§ BRIEF: Work out how many lines in the material beneath contain "objective". Give only that number.

§ INFORMATION GIVEN:
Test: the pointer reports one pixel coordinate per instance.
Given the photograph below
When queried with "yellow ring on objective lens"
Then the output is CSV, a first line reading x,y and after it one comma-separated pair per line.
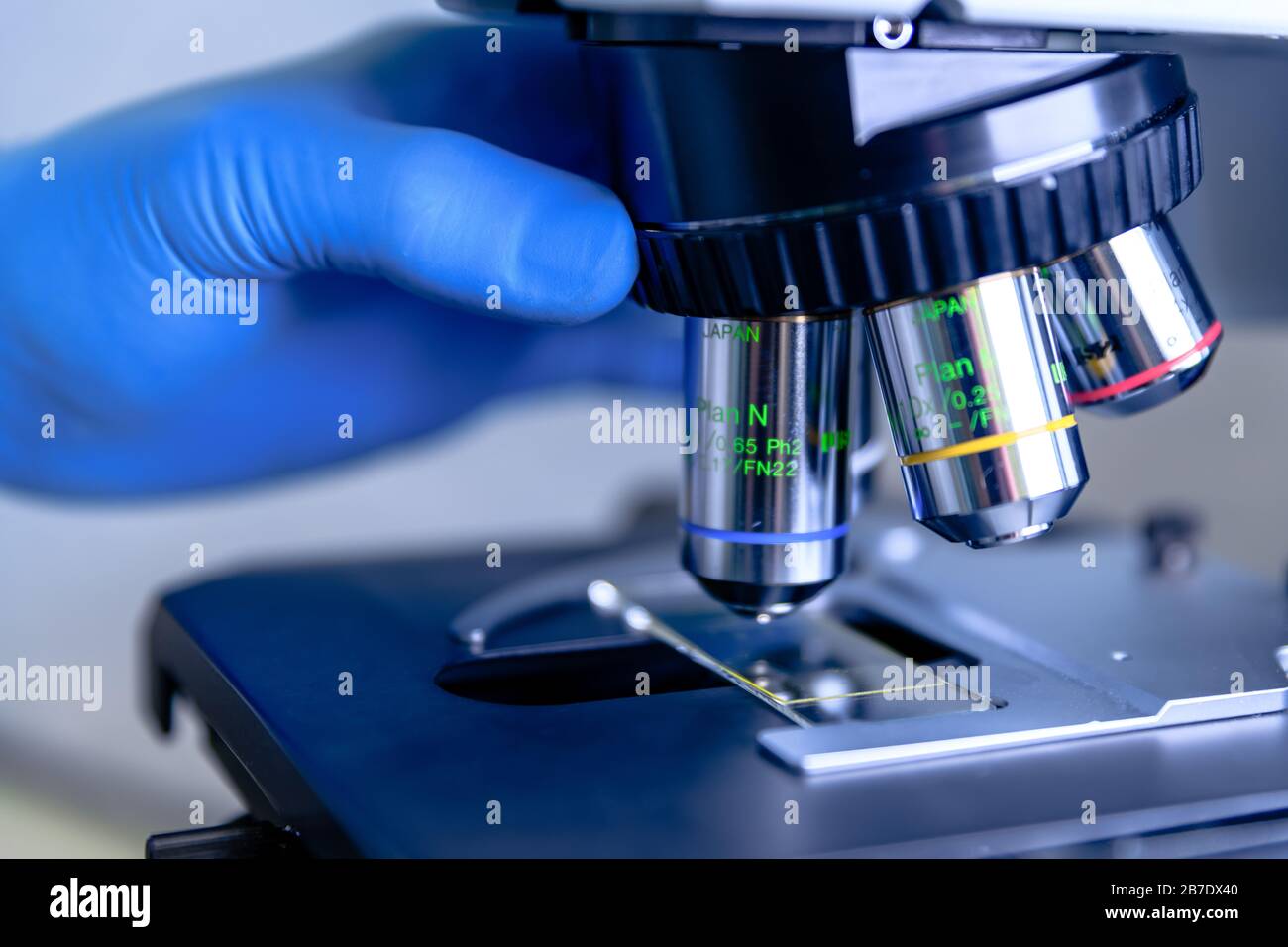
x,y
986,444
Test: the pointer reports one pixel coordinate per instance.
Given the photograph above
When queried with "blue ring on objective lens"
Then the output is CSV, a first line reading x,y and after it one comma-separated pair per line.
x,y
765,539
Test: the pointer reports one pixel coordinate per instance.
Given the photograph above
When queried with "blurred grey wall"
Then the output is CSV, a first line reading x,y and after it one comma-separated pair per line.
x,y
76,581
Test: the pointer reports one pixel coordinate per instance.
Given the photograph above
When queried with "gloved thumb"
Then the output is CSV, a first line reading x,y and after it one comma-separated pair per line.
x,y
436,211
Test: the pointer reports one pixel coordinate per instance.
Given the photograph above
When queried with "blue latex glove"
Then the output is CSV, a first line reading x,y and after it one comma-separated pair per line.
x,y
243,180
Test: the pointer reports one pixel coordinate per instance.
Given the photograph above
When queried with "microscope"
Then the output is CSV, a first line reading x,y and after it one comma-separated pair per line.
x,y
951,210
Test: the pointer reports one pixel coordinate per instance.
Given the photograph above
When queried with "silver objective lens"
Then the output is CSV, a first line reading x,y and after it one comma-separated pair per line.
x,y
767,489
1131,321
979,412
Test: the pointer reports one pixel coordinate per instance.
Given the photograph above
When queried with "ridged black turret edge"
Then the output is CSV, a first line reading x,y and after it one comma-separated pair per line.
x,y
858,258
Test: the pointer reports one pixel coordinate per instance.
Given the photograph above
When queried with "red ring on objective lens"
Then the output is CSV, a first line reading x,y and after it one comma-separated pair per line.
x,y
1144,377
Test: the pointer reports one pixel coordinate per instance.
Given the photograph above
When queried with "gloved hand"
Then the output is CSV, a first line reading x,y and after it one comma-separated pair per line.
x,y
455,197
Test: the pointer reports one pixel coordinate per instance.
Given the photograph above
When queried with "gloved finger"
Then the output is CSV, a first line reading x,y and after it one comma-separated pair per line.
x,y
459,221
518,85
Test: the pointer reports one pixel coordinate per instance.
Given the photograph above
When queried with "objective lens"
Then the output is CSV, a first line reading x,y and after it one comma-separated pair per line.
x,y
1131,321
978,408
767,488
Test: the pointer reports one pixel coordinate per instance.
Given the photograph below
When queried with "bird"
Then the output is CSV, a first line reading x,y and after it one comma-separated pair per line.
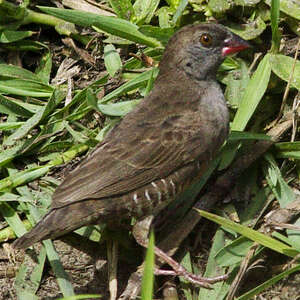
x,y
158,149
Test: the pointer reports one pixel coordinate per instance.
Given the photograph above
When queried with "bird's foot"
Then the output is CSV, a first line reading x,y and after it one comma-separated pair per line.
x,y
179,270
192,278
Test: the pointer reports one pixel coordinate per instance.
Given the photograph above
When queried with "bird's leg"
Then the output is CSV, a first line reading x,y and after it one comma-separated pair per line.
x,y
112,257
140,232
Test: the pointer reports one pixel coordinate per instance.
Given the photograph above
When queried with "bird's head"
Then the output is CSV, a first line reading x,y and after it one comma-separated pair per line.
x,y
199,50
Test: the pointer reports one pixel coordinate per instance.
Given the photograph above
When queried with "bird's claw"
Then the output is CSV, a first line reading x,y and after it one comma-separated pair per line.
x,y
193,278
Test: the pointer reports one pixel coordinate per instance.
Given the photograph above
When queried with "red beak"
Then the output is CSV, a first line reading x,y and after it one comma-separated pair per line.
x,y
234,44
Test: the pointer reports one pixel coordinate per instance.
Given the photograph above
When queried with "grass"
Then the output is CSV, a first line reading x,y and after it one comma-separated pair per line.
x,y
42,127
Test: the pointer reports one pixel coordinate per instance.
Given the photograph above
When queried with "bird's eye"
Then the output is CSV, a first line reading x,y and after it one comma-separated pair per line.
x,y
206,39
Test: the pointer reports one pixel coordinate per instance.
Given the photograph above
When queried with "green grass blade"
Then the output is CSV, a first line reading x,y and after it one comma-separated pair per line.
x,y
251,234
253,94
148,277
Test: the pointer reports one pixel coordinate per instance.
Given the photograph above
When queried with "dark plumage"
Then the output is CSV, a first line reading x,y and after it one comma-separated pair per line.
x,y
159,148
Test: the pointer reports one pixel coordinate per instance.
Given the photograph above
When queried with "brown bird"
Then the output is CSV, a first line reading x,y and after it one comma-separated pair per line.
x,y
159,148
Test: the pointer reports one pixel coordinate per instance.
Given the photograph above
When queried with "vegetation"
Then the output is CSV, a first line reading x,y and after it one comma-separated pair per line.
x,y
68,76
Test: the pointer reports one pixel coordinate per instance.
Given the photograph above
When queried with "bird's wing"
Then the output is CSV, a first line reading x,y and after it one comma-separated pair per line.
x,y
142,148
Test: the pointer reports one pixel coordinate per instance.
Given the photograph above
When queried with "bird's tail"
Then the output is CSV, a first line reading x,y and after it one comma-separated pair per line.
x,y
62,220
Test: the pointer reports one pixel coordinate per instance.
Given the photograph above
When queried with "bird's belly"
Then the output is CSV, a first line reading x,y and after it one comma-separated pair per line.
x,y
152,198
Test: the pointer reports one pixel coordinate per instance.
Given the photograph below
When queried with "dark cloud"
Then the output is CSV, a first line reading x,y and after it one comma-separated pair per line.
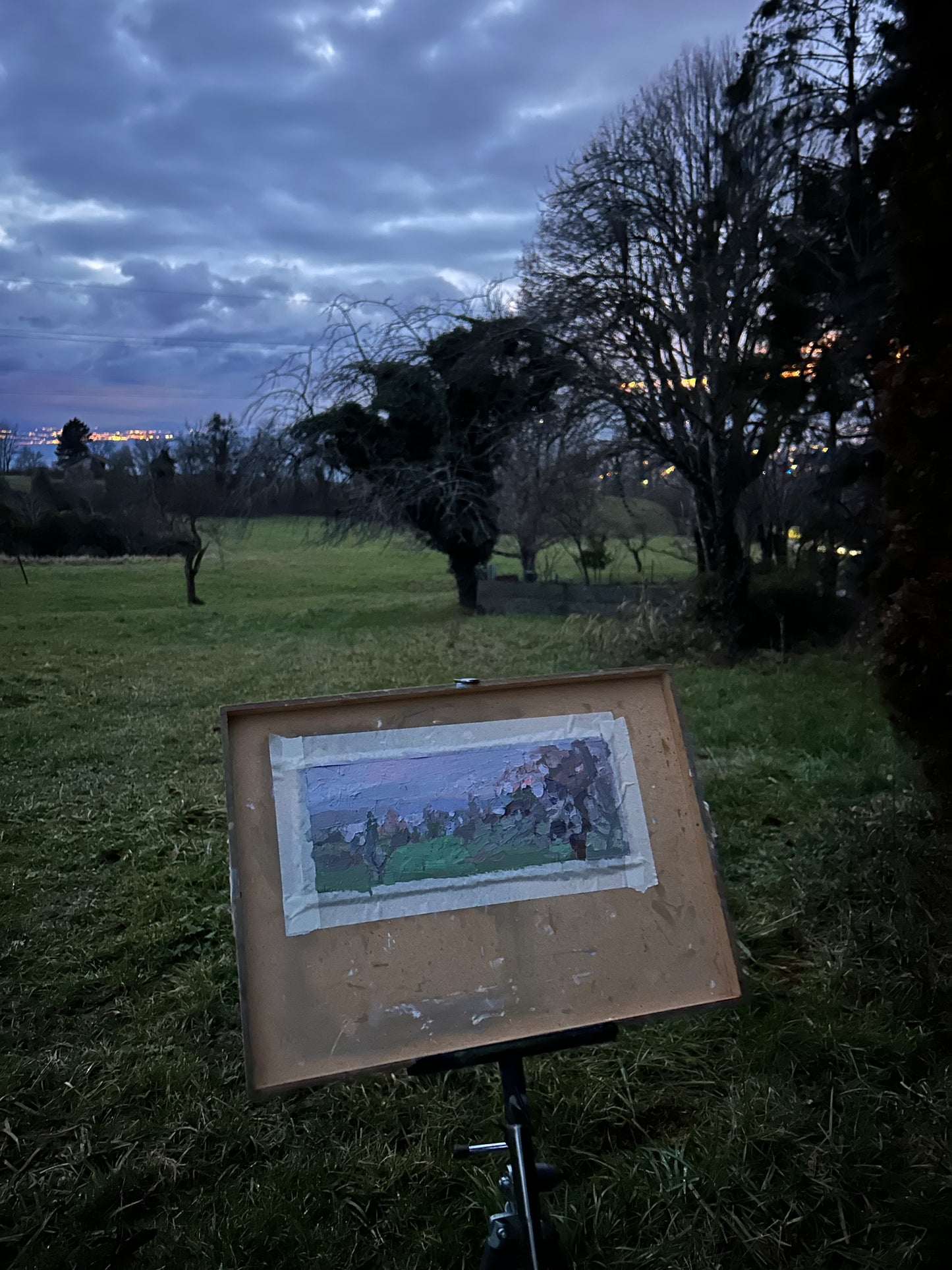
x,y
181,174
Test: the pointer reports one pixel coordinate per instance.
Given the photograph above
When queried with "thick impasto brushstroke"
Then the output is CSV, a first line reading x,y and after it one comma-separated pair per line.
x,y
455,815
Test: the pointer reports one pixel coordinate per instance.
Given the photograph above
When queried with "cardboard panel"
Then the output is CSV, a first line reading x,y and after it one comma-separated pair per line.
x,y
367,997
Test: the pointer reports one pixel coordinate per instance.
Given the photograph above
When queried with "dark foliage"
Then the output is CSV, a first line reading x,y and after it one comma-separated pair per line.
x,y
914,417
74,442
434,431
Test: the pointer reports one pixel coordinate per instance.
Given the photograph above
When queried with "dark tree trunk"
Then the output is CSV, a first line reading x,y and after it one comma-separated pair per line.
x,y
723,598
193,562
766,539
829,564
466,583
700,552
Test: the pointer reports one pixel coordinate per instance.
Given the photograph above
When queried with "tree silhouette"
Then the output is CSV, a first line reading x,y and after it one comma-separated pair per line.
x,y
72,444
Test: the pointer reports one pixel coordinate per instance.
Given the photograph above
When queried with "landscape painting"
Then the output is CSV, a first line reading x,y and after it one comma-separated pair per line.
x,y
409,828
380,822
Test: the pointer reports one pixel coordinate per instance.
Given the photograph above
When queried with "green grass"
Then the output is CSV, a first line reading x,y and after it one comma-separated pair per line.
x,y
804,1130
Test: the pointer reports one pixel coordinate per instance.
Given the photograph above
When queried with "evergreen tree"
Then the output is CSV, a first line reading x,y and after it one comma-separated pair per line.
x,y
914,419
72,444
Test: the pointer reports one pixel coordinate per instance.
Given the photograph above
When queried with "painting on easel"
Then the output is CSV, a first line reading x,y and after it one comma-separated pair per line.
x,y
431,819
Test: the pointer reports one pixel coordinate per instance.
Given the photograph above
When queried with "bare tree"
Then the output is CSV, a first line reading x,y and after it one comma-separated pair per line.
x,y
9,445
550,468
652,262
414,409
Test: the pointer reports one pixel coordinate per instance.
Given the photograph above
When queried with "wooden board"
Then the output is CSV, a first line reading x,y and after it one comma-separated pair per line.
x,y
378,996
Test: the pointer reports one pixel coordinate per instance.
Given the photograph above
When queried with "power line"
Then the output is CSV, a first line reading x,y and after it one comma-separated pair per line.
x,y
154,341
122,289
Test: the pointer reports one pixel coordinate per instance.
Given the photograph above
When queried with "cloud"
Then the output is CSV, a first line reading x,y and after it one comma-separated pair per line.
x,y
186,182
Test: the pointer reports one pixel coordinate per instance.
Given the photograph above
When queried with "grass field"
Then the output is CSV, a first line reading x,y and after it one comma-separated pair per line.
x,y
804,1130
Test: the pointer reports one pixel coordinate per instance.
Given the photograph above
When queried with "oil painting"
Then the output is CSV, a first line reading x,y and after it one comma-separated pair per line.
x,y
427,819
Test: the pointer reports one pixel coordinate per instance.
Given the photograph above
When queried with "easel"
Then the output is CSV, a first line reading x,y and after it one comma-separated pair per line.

§ RESPONSE TO THE EXERCISE: 5